#### [Exercise brief]
In the editorial about the Affordable Care Act, how many people per hour was the federal health care exchange able to enroll as of yesterday afternoon?

#### [Text passage]
■ ■ ■
Editorial: ‘Time out’ is the wrong fix for Obamacare
Disasters have huge, life-altering consequences. Hurricanes Katrina and Sandy were disasters. The entombment of Pompeii in volcanic ash and the 1918 flu pandemic were disasters. The bungled rollout of the Affordable Care Act is a gigantic embarrassment for the Obama administration, but it is not, despite the declarations by countless pundits and politicians, including New Hampshire Sen. Jeanne Shaheen, a disaster.
Why? Because, as frustrating as the launch of the federal health care exchange has been for the millions of people trying to buy insurance on it, the problems with the government website, and the problems with Obamacare, can be fixed. As of yesterday afternoon, the exchange was capable of enrolling 17,000 people per hour, according to its administrator, and it should be fully operable by month’s end. So enough with the histrionics. Nobody died. Some money was wasted, but not a lot in government terms because Republicans blocked funding for the exchange, forcing Health and Human Services Secretary Kathleen Sebelius to build it on the cheap.
The botched rollout prompted both Shaheen and Sen. Kelly Ayotte to respond with calls for legislation. Shaheen wants the March 31 date by which Americans must purchase insurance or pay a penalty extended. That makes sense. Pushing the deadline ahead by a month or two, presuming the website is fully operable and easy to use by month’s end, seems fair.
Ayotte wants a “time-out” called on all the act’s provisions to give a bipartisan panel time to fix not just the website’s flaws but also problems with the law itself. Like most in her party, Ayotte supports a complete repeal of Obamacare. To her credit, she recognizes that isn’t going to happen unless the 2014 elections give Republicans an overwhelming majority in both the House and the Senate. Her call for a time-out could thus be a stall to give her party time to find yet more ways to block the law’s implementation, but we don’t think so. We think she’s sincere, but we still think a time-out is a bad idea. The Affordable Care Act marks a major change in the way the United States approaches health care. No team of experts, wonks and augurers will be able to foresee all its problems or potential improvements. At this point, the plan needs to be test-driven and the problems fixed as they arise.
■ ■ ■
[Saved data entries]
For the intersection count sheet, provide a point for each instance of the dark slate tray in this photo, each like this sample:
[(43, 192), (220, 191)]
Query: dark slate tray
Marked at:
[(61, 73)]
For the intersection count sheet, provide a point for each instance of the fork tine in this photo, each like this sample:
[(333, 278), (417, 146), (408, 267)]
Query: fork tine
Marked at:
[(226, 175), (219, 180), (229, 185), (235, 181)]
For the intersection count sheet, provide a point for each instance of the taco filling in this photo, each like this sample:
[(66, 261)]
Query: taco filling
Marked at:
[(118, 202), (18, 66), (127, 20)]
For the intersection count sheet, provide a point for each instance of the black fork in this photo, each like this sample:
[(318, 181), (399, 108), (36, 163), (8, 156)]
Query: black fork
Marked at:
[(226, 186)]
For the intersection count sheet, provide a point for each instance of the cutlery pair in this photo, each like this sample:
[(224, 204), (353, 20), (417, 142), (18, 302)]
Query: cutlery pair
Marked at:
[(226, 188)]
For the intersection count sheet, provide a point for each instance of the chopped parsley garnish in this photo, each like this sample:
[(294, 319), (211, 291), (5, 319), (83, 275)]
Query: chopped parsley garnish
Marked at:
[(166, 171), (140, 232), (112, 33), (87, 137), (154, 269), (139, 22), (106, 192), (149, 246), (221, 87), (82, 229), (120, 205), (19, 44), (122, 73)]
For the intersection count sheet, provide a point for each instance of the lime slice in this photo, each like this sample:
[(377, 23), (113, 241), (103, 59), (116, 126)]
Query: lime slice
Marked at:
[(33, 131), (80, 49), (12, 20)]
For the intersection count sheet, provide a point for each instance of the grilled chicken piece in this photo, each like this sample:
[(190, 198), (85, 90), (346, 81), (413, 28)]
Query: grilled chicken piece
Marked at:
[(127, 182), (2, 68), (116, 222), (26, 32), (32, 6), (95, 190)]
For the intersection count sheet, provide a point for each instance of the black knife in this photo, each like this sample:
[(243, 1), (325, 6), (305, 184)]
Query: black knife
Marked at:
■ ■ ■
#### [Output of the task]
17,000 people per hour.